## start
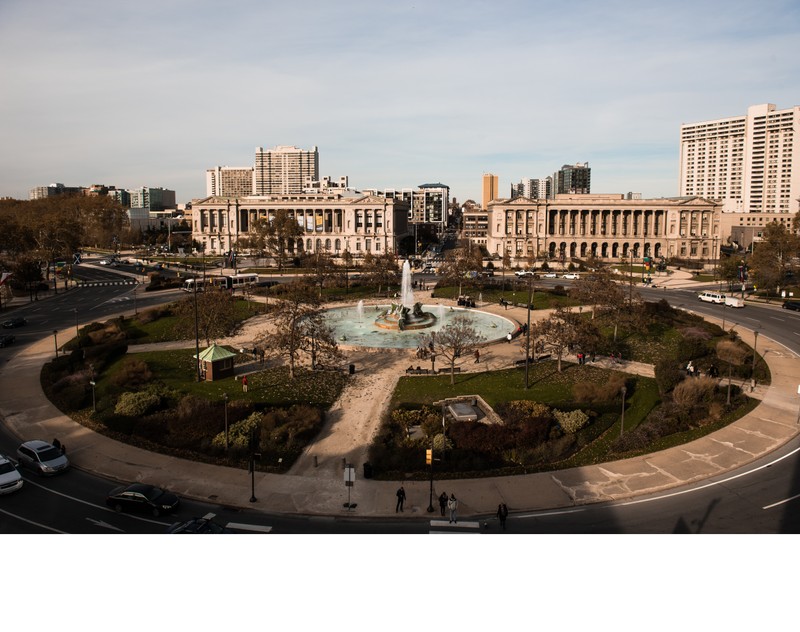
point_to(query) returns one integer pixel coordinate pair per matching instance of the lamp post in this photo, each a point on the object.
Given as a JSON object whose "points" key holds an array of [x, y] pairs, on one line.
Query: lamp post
{"points": [[225, 405], [623, 390]]}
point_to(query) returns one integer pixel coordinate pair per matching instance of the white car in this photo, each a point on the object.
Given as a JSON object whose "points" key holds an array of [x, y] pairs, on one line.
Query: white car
{"points": [[10, 478]]}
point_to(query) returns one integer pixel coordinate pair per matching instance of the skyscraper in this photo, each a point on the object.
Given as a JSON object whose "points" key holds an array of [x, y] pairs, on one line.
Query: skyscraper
{"points": [[491, 190], [751, 163], [283, 170]]}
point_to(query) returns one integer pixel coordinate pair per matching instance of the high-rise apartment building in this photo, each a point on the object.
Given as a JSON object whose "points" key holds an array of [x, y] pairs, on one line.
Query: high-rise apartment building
{"points": [[573, 179], [750, 163], [229, 181], [284, 170], [491, 189]]}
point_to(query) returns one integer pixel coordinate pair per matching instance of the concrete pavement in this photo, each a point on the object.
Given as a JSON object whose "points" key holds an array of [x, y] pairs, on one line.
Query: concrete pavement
{"points": [[28, 414]]}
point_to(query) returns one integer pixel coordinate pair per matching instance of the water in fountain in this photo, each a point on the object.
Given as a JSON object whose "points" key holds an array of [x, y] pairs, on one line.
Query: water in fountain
{"points": [[406, 293]]}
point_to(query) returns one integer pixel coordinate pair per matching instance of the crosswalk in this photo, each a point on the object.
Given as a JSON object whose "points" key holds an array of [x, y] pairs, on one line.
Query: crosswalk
{"points": [[462, 526]]}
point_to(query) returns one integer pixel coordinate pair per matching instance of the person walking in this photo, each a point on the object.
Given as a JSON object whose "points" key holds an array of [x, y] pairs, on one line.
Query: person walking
{"points": [[401, 498], [452, 506], [443, 502], [502, 514]]}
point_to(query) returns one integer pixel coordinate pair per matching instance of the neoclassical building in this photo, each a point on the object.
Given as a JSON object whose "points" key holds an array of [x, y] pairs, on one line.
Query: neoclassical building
{"points": [[604, 226], [332, 222]]}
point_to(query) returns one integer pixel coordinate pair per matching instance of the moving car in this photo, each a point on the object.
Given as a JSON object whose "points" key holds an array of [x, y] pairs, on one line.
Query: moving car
{"points": [[197, 525], [17, 321], [42, 457], [10, 478], [143, 498]]}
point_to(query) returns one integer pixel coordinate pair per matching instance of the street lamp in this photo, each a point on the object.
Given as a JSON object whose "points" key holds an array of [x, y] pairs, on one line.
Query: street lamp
{"points": [[623, 390], [225, 405]]}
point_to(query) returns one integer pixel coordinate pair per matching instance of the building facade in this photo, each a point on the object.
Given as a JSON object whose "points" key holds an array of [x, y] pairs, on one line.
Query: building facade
{"points": [[283, 170], [229, 181], [490, 190], [331, 223], [604, 226], [748, 162]]}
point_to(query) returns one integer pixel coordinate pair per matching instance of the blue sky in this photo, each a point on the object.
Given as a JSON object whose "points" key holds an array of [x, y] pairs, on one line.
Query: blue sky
{"points": [[394, 94]]}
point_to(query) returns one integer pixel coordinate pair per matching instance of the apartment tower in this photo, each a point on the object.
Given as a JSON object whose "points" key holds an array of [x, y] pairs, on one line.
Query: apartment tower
{"points": [[750, 163]]}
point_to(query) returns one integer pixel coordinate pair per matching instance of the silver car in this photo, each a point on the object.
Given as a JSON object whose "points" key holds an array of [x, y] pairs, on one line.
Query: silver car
{"points": [[10, 478], [42, 457]]}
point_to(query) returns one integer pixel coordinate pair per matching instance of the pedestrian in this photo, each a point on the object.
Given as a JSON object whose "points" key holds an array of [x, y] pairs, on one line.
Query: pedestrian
{"points": [[502, 514], [452, 506], [443, 502], [401, 498]]}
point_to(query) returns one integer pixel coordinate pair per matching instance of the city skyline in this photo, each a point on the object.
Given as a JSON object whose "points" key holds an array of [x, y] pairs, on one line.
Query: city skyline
{"points": [[157, 93]]}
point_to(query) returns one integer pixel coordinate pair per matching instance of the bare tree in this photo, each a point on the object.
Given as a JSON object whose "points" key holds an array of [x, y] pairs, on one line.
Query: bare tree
{"points": [[454, 340]]}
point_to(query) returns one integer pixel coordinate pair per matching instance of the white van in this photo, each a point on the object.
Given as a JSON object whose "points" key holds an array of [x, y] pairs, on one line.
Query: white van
{"points": [[712, 297]]}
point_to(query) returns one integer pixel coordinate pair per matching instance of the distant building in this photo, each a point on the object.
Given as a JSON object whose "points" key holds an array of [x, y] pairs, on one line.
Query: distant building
{"points": [[751, 163], [490, 190], [573, 180], [284, 170], [232, 181]]}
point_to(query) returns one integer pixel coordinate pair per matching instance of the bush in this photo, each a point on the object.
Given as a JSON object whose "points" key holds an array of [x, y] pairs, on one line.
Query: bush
{"points": [[137, 404], [571, 421]]}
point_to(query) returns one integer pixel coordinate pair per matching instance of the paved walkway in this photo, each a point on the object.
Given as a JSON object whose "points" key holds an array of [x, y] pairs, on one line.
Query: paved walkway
{"points": [[321, 491]]}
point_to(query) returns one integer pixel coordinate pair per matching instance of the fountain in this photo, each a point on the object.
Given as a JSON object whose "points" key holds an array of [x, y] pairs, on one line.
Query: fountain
{"points": [[406, 314]]}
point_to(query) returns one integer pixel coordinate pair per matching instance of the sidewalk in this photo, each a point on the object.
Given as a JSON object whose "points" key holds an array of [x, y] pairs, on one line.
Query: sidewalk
{"points": [[321, 491]]}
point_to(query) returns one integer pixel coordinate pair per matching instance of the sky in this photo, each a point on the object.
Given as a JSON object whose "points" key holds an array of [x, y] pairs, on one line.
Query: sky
{"points": [[394, 94]]}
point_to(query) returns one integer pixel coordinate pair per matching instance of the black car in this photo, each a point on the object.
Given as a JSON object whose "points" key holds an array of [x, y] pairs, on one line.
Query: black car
{"points": [[142, 498], [17, 321], [197, 525]]}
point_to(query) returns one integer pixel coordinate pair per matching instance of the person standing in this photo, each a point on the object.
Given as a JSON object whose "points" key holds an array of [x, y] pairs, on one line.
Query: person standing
{"points": [[443, 502], [502, 514], [452, 506], [401, 499]]}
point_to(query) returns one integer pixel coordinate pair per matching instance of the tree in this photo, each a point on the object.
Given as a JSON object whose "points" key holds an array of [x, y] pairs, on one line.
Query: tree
{"points": [[216, 317], [563, 329], [454, 340], [298, 327]]}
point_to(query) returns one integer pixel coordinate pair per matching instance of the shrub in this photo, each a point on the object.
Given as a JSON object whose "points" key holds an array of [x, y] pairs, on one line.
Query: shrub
{"points": [[571, 421], [137, 404]]}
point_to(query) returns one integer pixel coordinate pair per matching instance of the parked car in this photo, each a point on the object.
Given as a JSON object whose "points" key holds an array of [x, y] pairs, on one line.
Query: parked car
{"points": [[42, 457], [197, 525], [10, 478], [12, 323], [142, 498]]}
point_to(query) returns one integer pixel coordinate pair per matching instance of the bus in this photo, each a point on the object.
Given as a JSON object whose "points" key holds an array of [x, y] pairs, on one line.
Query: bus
{"points": [[236, 281]]}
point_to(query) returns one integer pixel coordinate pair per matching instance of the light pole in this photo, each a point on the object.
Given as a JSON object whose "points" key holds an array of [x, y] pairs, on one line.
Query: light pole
{"points": [[623, 390], [225, 405]]}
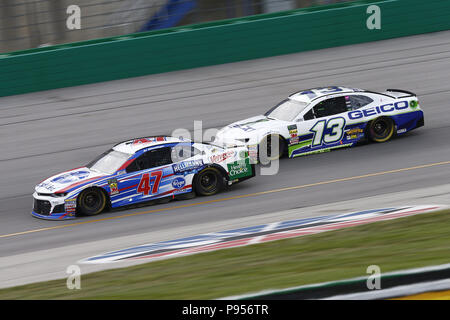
## end
- What you will do
Reproduce every line of the records above word for word, leaving the pictures out.

- Written answer
point_to(query) returns one integer pixel coordinate pair per matching instance of the lamp post in this photo, each a point on the object.
Given as a JSON object whose "points" key holds an array of [x, y] pairs, on one line.
Query: lamp post
{"points": [[225, 405], [623, 390]]}
point_to(query) returns one integer pixel coordinate pair per matching instance of the white car in this photo, each a point on the object.
Given as a JSON object whose "points" key holds an array of [x, y] pairs, on one line.
Query: white car
{"points": [[10, 478]]}
point_to(query) returns one integer pixel coordinate pair per matching instance of the skyscraper in this photo, each a point on the object.
Given as a JSON object whose "points" key holds an array of [x, y] pairs, on one line.
Query: skyscraper
{"points": [[491, 190], [751, 163], [283, 170]]}
point_to(query) returns one integer pixel coordinate pair per matching instance of the high-rise apartment building in this photo, each a point on the object.
Given as a JSON object whose "points" key holds an array of [x, y] pairs, on one line.
Query: high-rise apartment building
{"points": [[573, 179], [750, 163], [229, 181], [284, 170], [491, 189]]}
point_to(query) returns one integer pixel coordinate pair per matching instance of the concrete pavement in this photo, each a point on the object.
Given as a JSON object whose "points" key holds an array of [x, y] pairs, on one line.
Query: concrete pavement
{"points": [[28, 414]]}
point_to(query) returns one integer pixel coordinate pair per matching instance of the water in fountain in this photo, each a point on the object.
Given as a JSON object whose "points" key holds an array of [x, y] pairs, on one line.
Query: water in fountain
{"points": [[406, 293]]}
point_to(query) returns one integer pixel coordinate pair per matching instance of the crosswalk in this photo, each a point on the object.
Given as a JSON object whose "points" key holds an array of [x, y] pairs, on one line.
Query: crosswalk
{"points": [[462, 526]]}
point_to(query) returns one integer pixel coordinate pair per matching instance of the person walking in this photo, each a point on the object.
Given as a JSON object whose "points" key holds an array of [x, y] pairs, on one line.
Query: person walking
{"points": [[401, 498], [452, 506], [443, 502], [502, 514]]}
point_to(query) returns one integer pixel coordinate pair per matching instance of the neoclassical building in this photo, each a point on the object.
Given as a JSON object whose "points" key holds an array of [x, y] pairs, on one line.
Query: neoclassical building
{"points": [[604, 226], [332, 222]]}
point_to(query) returns one integer pixel coordinate pair per matching instance of the moving car in this photo, each a point on the object.
Given as a JSON object whose "points" key holds an array of [x, y] pairs, on one line.
Query: moving car
{"points": [[197, 525], [17, 321], [42, 457], [10, 478], [143, 498]]}
point_to(query) returns one integer pixel coordinate pair per matching instance of the street lamp in this photo, each a point on the object.
Given as a JSON object whose "points" key holds an array of [x, y] pairs, on one line.
Query: street lamp
{"points": [[623, 390], [225, 405]]}
point_to(query) returns one integer pixel coordinate pair per matching instance of the building facade in this photo, each a point on the object.
Given as a JSON object whose "points" key holds an array of [x, y] pairs, on one line.
Query: building facade
{"points": [[283, 170], [229, 181], [490, 190], [331, 223], [604, 226], [748, 162]]}
point_to(query) returns one integer pixel coordinate pair per matching instance of the blue sky in this photo, each a point on the object.
Given as a JSON object whose "points" key holds an array of [x, y] pairs, on one line.
Query: blue sky
{"points": [[394, 94]]}
point_to(query) returns one integer pixel coordinate pair per matching instance of the apartment tower in this photo, each a point on the object.
Given as a JSON object whose "points" key holds an array of [x, y] pairs, on one line.
Query: apartment tower
{"points": [[750, 163]]}
point_to(query) returns one integer pixel coordinate pair per matching instance of the silver car in this photo, each a point on the object.
Given as a JSON object whose "points" key holds an array of [x, y] pairs, on one line.
Query: silver car
{"points": [[10, 478], [42, 457]]}
point_to(query) returns one integer pixel coordinate pair per matching instance of the pedestrian in this photo, each a point on the object.
Given as a JSON object whose "points" key holds an array of [x, y] pairs, on one line.
Query: pedestrian
{"points": [[502, 514], [452, 506], [443, 502], [401, 498]]}
point_to(query) returns one integer pixel coordinate pair per matching instance of the city skyline in this photo, each a point on the object.
Given as a JSON object whose "points" key holds an array of [x, y] pairs, on one line.
Query: city skyline
{"points": [[157, 93]]}
point_to(query) returns one integer pixel coordinate pair per matching instance of the bare tree in this photo, each a point on the object.
Given as a JSON object whose "points" key holds an array of [x, y] pairs, on one line.
Query: bare tree
{"points": [[454, 340]]}
point_to(query) returns one integer pixel coordinate pair per matching instance of the white van in this photo, each a point on the object.
Given as a JSON object whose "points" key holds an array of [x, y] pairs, on one line.
Query: white van
{"points": [[712, 297]]}
point_to(query) returns one integer pixel coordinate pair per matching instance of the distant building in this photo, each a point on the object.
Given as a JSON object whose "points" key holds an array of [x, y] pairs, on one line.
Query: distant building
{"points": [[751, 163], [490, 190], [573, 180], [284, 170], [232, 181]]}
point_to(query) returns one integer pixel coordinate pair per matching instance of the bush in this photo, each a point on the object.
Given as a JSON object whose "points" key holds an array of [x, y] pairs, on one line.
Query: bush
{"points": [[137, 404], [571, 421]]}
point_to(query) returns one integer pixel coordinate pair per matching instance of the paved walkway in this photo, each a point on the object.
Given as a JSON object whose "points" key holds an array of [x, y] pairs, on one line.
Query: paved walkway
{"points": [[321, 491]]}
point_to(query) returns one integer pixel coordinate pair per matching instance of the fountain in this photo, each a point on the object.
Given as a JSON object whose "points" key holds an array of [x, y] pairs, on one line.
Query: fountain
{"points": [[406, 314]]}
point_to(query) returns one integer pixel coordinate pair per matching instance of the sidewalk in this photo, each a point on the object.
Given as a JSON object whose "points" key holds an array of [x, y] pairs, on one line.
Query: sidewalk
{"points": [[321, 491]]}
point_to(query) returns one integer pixel coordinate pair per matching instance of the sky in this photo, each a point on the object.
Given as a JSON object whose "points" key holds an array of [x, y] pairs, on one line.
Query: sky
{"points": [[394, 94]]}
point_to(query) returns one integer pixel coordinate pair per matching instance of the black car in this photo, each a point on the object.
Given as a JSON object whose "points" key holds an array of [x, y] pairs, on one line.
Query: black car
{"points": [[142, 498], [17, 321], [197, 525]]}
point_to(query) returns one integer pixel coordinate pair per matching instance of the person standing in this photo, each a point on the object.
Given as a JSON object whose "points" key holds an array of [x, y] pairs, on one line.
Query: person standing
{"points": [[443, 502], [502, 514], [452, 506], [401, 499]]}
point_to(query) returns one integer pixel coordinate pair per matching instance of the tree in this photo, each a point on the object.
Given as a JSON object whose "points" key holds an array of [x, y] pairs, on one line.
Query: tree
{"points": [[216, 317], [563, 329], [454, 340], [298, 327]]}
point_to(query) returns one integer pixel coordinate pair per matching instance of the shrub in this photo, each a point on the object.
Given as a JSON object whose "points" key holds an array of [x, y] pairs, on one line.
Query: shrub
{"points": [[571, 421], [137, 404]]}
point_to(query) returns one integer pixel coordinate pair per matching instance of the parked car in this photo, each a point on the object.
Given as a JSON object whose "points" key holds an array of [x, y] pairs, on one line.
Query: parked car
{"points": [[42, 457], [197, 525], [10, 478], [12, 323], [142, 498]]}
point_to(query) returns one integer pixel coordinate pair per matching instance of the bus in this photo, each a point on the object.
Given as a JSON object whose "points" key holds an array of [x, y] pairs, on one line.
Query: bus
{"points": [[236, 281]]}
point_to(query) returns one integer pixel coordinate pair per matching instance of the light pole in this photo, each a point on the object.
Given as a JSON object whose "points" key holds an array of [x, y] pairs, on one line.
Query: light pole
{"points": [[623, 390], [225, 405]]}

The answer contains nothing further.